Western blot analysis
Protein extracts (30 μg) were separated via SDS-PAGE and transferred to a nitrocellulose membrane. The membranes were then blocked and immunoblotted with primary antibodies specific for Cu/Zn-SOD, Mn-SOD, GPx, GR, GLUT4, adiponectin and GAPDH. Secondary antibodies conjugated with horseradish peroxidase (1:1000) were applied for 1 hr. The bands were visualized via enhanced chemiluminescence (ECL), and proteins were detected with LAS image software (Fuji, New York, NY, USA).
Statistical analysis
All experiments were repeated three times. The results were statistically analyzed via ANOVA and Duncan’s multiple range tests. A p-value of <0.05 was considered statistically significant (SAS Institute, Cary, NC, USA).
RESULTS AND DISCUSSION
Effect of G. amansii extract on cell viability of 3T3-L1 adipocytes
The G. amansii extract didn’t show any toxicity to the 3T3-L1 cells within the experimental range of concentrations (Fig. 1). We performed the subsequent experiments with concentrations less than 50 μg/mL of G. amansii extract.
Fig. 1.
Effect of Gelidium amansii on cell viability of 3T3-L1 adipocytes. 3T3-L1 adipocyte were cultured for a day and treated Gelidium amansii (1, 10, 20, 40, 80 and 100 μg/mL). XTT reagent treat after 24 hour and measure at 450 nm after incubate 4 hours. These data were measured as the standard deviation of six replicates. Means in the same column not sharing a common letter (a,b) are significantly different (p<0.05) based on Duncan’s multiple range test.
Effect of G. amansii extract on intracellular lipid accumulation and ROS production during differentiation
The effect of G. amansii extract on lipid accumulation was evaluated by Oil red O staining. The level of stained lipids was significantly decreased in a dose-dependent manner in the groups treated with the G. amansii extract (Fig. 2A). The 40 μg/mL concentration showed a 75% decrease in oil drop staining when compared to that of the control (Fig. 2). Our data shows that G. amansii extract inhibits lipid accumulation during differentiation in adipocyte. The NBT assay was performed to analyze the effect of G. amansii extract on ROS generation in the cells. G. amansii extract dose-dependently decreased formazan formation compared to that of the control (Fig. 2B), suggesting a significant effect of the extract on ROS production.

| EXERCISES TO COMPLETE |
1. In the text on G. amansii extract, rewrite the paragraph starting "Protein extracts (30 μg)" as a short list of steps, keeping its main facts.
2. From the text on G. amansii extract, copy out the part that opens with the words containing "RESULTS AND DISCUSSION" and closes with "multiple range test.".
3. Continue the text on G. amansii extract from the point where it stops.

| DATA FOR REVIEW |
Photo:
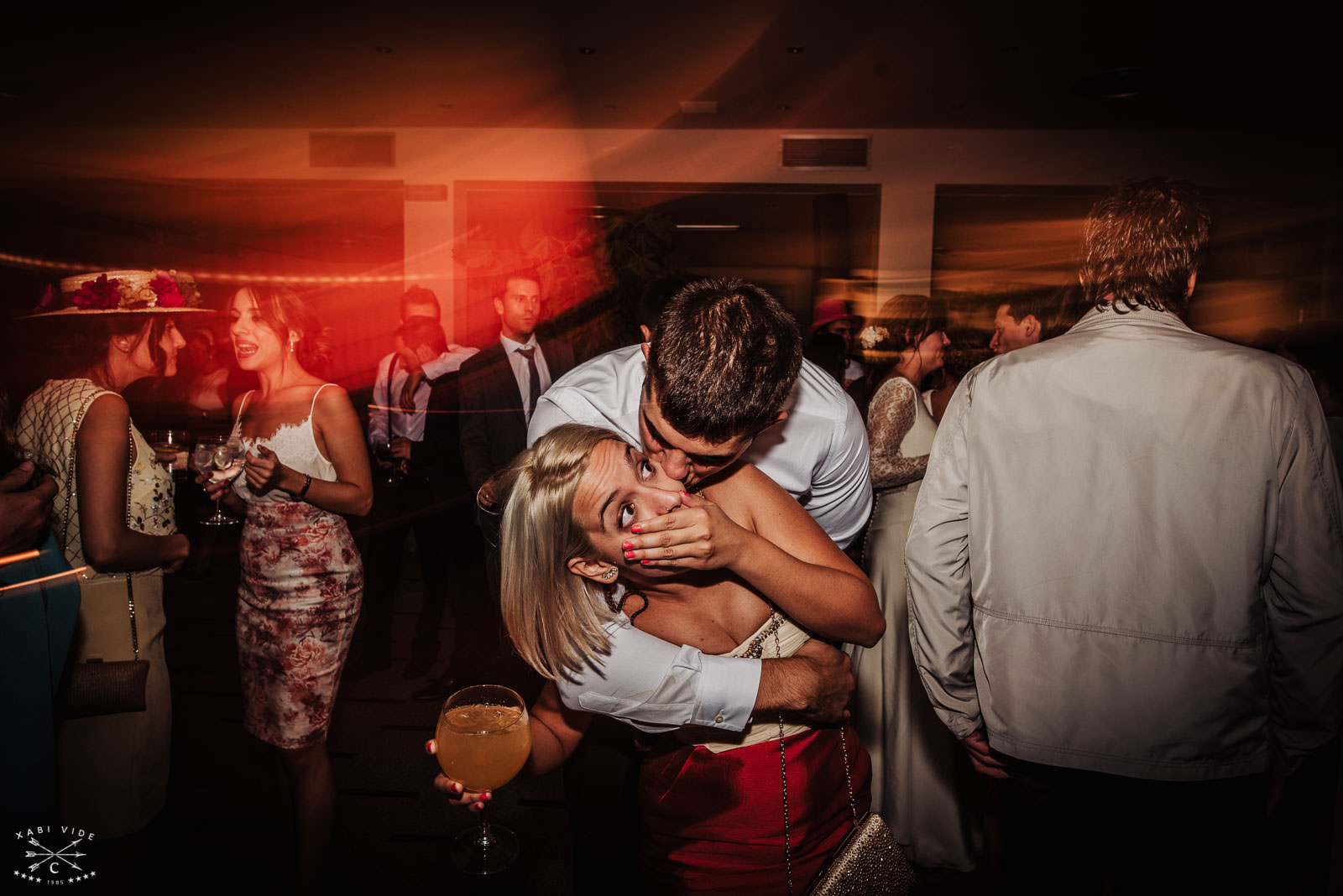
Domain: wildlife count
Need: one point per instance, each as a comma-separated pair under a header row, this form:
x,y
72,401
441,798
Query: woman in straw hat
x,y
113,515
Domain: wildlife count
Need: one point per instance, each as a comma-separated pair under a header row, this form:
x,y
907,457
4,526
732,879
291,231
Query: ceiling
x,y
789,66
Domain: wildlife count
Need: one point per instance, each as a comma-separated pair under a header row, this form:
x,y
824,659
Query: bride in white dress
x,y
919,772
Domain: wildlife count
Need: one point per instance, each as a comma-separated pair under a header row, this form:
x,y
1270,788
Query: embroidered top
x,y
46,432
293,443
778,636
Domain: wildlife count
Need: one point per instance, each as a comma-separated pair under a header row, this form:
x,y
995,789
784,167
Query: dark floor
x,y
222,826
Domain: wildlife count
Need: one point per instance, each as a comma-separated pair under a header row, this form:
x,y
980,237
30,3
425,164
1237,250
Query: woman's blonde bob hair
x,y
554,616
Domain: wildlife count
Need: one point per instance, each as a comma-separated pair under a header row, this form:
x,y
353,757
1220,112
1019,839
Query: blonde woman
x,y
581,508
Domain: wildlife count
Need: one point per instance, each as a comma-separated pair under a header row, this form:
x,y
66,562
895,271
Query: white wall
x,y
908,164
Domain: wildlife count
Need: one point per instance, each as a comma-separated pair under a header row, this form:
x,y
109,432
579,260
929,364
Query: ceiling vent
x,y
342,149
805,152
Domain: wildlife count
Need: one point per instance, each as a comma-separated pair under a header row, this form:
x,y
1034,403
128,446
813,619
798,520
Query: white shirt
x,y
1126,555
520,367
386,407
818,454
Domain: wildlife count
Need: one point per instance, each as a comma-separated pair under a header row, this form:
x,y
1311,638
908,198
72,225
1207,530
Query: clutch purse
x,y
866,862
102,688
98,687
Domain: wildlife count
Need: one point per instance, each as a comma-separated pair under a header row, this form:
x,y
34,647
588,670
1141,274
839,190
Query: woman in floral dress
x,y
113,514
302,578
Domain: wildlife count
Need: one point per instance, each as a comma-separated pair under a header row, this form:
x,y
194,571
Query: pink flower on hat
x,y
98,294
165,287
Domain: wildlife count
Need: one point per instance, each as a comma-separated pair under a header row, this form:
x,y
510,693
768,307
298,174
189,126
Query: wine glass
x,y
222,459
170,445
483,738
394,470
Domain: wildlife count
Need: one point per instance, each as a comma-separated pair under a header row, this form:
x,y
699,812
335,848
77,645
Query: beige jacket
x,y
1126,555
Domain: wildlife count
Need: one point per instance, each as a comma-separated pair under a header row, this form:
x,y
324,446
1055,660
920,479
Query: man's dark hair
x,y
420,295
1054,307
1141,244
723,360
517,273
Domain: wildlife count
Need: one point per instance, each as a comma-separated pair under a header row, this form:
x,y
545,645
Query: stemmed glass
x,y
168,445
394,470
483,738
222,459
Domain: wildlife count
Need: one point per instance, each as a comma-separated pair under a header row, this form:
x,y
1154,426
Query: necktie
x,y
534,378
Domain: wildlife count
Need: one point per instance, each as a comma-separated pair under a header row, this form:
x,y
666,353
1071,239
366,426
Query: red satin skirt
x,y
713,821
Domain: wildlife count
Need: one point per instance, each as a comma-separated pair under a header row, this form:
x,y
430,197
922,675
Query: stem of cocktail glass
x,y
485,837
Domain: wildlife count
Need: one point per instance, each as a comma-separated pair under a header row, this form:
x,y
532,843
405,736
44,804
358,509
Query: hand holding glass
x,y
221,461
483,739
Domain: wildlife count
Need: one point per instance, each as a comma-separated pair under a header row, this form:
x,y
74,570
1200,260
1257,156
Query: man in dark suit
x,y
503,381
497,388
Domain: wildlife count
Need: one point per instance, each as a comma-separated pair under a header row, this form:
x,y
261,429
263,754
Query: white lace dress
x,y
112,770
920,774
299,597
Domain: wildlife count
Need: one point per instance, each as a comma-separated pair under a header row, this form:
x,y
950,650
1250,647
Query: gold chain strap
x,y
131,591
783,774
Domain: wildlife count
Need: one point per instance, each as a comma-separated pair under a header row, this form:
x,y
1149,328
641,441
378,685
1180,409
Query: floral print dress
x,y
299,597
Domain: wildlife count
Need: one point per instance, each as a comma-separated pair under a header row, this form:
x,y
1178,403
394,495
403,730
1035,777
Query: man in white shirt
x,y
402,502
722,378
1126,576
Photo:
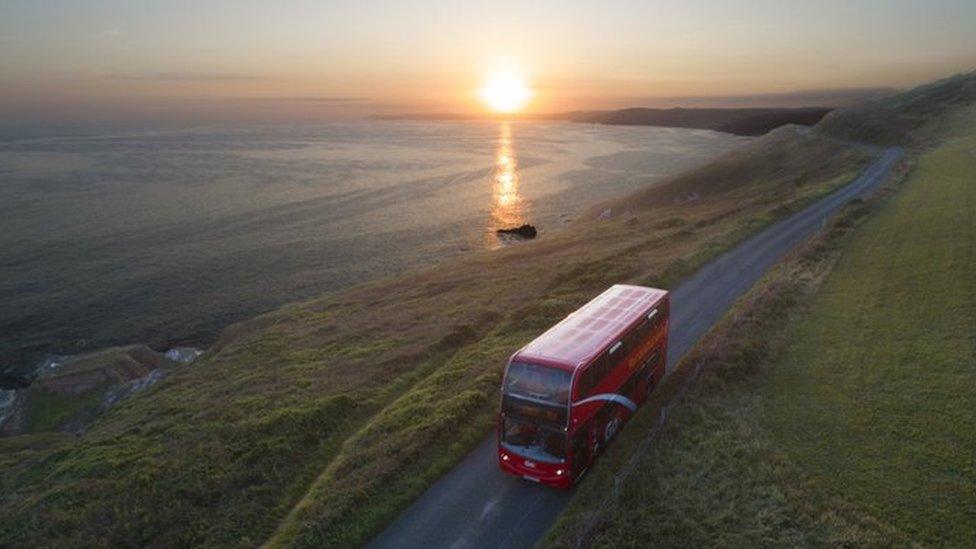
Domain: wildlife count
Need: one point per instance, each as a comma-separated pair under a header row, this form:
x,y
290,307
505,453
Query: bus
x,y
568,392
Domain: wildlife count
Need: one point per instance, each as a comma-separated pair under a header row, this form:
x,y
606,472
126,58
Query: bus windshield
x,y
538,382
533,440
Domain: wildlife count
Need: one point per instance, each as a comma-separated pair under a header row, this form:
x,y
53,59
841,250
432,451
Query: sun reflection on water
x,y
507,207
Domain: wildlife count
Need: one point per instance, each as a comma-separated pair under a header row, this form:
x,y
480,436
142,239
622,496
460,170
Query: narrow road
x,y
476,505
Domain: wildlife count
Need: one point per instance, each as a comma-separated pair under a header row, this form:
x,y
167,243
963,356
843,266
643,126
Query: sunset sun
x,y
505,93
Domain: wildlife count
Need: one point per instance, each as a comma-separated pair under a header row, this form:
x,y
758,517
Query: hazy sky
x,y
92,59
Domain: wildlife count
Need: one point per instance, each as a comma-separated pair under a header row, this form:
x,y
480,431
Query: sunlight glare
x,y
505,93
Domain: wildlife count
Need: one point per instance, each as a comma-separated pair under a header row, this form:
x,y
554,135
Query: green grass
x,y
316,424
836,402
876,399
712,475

---

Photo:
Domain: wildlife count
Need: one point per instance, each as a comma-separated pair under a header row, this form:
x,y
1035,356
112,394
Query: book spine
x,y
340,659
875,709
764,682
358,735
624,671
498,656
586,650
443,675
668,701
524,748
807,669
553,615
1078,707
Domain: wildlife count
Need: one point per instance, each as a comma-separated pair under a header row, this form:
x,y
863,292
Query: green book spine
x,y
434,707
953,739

* * *

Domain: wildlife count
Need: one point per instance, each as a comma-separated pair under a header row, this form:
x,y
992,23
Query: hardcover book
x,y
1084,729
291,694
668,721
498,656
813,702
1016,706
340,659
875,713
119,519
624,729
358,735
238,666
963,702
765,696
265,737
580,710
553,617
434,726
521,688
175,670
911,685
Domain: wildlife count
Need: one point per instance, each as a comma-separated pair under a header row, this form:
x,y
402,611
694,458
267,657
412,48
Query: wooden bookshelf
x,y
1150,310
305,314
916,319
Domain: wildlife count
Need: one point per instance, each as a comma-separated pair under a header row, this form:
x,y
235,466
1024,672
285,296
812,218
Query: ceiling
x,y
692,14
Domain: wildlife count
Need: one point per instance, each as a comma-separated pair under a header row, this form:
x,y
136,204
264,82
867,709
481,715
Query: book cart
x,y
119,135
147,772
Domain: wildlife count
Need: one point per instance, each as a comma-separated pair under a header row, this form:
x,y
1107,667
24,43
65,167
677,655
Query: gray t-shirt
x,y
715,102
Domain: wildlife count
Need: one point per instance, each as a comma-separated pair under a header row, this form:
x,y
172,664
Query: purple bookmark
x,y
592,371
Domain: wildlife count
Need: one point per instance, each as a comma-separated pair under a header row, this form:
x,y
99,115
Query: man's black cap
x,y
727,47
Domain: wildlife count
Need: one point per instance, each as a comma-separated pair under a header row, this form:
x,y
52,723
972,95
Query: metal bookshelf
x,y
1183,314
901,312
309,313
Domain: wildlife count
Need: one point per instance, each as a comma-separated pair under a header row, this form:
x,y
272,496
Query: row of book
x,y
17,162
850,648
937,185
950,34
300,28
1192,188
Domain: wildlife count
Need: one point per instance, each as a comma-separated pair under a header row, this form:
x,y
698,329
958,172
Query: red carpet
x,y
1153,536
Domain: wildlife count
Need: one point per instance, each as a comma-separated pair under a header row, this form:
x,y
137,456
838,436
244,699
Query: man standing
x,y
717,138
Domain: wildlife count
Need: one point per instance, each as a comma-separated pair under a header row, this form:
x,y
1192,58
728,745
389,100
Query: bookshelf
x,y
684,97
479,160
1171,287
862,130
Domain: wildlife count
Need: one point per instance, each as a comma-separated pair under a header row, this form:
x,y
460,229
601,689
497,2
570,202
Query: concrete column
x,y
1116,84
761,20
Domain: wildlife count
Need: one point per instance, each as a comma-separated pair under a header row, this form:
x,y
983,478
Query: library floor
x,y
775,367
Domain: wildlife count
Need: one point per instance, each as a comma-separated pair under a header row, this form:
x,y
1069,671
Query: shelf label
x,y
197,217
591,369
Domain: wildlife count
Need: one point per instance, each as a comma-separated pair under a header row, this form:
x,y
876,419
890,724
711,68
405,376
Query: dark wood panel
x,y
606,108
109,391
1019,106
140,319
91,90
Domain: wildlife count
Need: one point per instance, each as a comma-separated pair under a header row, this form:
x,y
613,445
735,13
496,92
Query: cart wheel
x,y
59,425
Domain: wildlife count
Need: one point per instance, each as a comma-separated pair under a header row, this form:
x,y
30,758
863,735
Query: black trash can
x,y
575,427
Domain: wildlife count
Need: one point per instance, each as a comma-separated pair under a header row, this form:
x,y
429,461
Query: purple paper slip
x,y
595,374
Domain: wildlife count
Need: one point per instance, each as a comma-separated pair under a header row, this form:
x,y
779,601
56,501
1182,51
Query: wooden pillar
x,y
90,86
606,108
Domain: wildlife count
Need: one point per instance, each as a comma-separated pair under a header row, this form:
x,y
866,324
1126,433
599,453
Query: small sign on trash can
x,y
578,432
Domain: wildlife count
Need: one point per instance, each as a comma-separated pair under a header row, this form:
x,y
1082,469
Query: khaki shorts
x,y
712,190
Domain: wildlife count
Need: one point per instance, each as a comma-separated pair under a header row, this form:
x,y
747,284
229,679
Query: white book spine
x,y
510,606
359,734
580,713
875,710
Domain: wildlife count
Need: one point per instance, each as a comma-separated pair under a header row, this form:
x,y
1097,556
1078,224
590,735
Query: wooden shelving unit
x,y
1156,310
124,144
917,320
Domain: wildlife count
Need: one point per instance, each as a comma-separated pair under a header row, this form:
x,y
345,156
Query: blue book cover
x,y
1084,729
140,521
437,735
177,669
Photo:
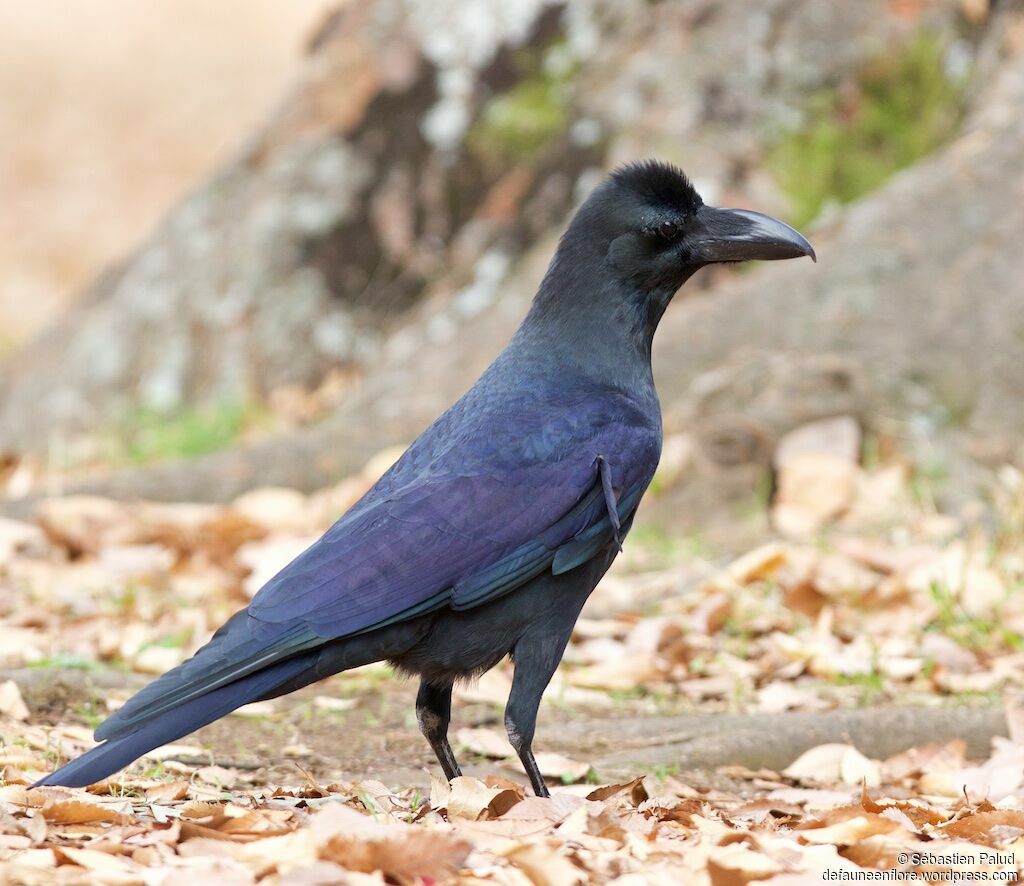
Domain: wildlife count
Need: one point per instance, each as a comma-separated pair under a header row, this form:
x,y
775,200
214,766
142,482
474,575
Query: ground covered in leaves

| EXERCISE RESULTS |
1.
- Separate 30 μg of protein extract by SDS-PAGE and transfer it to a nitrocellulose membrane.
- Block the membranes and probe them with primary antibodies for Cu/Zn-SOD, Mn-SOD, GPx, GR, GLUT4, adiponectin and GAPDH.
- Apply horseradish peroxidase-linked secondary antibodies (1:1000) for 1 hr.
- Visualize the bands with ECL and detect the proteins with LAS image software (Fuji).

2.
RESULTS AND DISCUSSION
Effect of G. amansii extract on cell viability of 3T3-L1 adipocytes
The G. amansii extract didn’t show any toxicity to the 3T3-L1 cells within the experimental range of concentrations (Fig. 1). We performed the subsequent experiments with concentrations less than 50 μg/mL of G. amansii extract.
Fig. 1.
Effect of Gelidium amansii on cell viability of 3T3-L1 adipocytes. 3T3-L1 adipocyte were cultured for a day and treated Gelidium amansii (1, 10, 20, 40, 80 and 100 μg/mL). XTT reagent treat after 24 hour and measure at 450 nm after incubate 4 hours. These data were measured as the standard deviation of six replicates. Means in the same column not sharing a common letter (a,b) are significantly different (p<0.05) based on Duncan’s multiple range test.

3.
Fig. 2.
Effect of Gelidium amansii has inhibiting lipid accumulation (A) and ROS production (B) in 3T3-L1 cells during adipogenesis. 3T3-L1 adipocyte were cultured during differentiation (for 8 days) treatments with NAC (10 mM), Gelidium amansii (1, 10, 20 and 40 μg/mL). These result express lipid accumulation and ROS production during the differentiation of the 3T3-L1 adipocyte. Oil red O staining to measure lipid accumulation was determined by using Oil red O reagent and absorbance at 490 nm. NBT assay to measure ROS production was determined by using nitrotetrazolium blue chloride (TLC) and absorbance at 570 nm. These data were measured as the standard deviation of three replicates. Means in the same column not sharing a common letter (a–e, a–d) are significantly different (p<0.05) based on Duncan’s multiple range test.
Thus, we observed an inhibitory effect of the G. amansii extract on lipid accumulation and ROS production.
Effect of G. amansii extract on PPARγ and aP2 mRNA expressions during differentiation
To understand the molecular events of the inhibitory effect of G. amansii extract on lipid accumulation, we determined mRNA levels of PPARγ, a major adipogenic transcription factor, and ap2, a fatty acid binding protein. G. amansii extract markedly inhibited PPARγ and ap2 mRNA expression (Fig. 3A and B). Down-regulation of ap2 may be due to the reduction of PPARγ mRNA expression because ap2 is a major target gene of PPARγ. This result suggests that G. amansii extract inhibits adipocyte differentiation by decreasing the expression of PPARγ and aP2. However, PPARγ is not only factor necessary for adipogenesis. There are other downstream and upstream factors, including C/EBP (CCAAT/enhancer binding protein). C/EBPβ and C/EBPδ are expressed during the early phase of adipogenesis and induce expression of PPARγ and C/EBPα, which are present at the next stage of adipogensis (8). C/EBPα is required for normal adipogenesis by interacting with PPARγ (8).
Fig. 3.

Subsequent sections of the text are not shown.